_AIM OF THE TASK:_
Identify each line of the listing below that contains the word "foliage", and copy those lines out in full.
----
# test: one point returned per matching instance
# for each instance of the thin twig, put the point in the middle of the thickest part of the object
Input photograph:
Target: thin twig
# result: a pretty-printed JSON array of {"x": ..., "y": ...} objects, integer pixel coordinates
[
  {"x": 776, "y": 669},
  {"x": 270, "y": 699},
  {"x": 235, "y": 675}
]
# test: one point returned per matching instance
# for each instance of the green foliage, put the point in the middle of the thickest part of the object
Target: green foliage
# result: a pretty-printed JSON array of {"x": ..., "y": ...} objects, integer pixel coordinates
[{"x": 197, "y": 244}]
----
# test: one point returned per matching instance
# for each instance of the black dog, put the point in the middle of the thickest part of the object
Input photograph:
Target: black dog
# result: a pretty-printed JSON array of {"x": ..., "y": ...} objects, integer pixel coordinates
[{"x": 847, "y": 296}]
----
_THE REPLY:_
# for each instance of the green foliage, put the point in the middle of the thickest part of the object
Target: green foliage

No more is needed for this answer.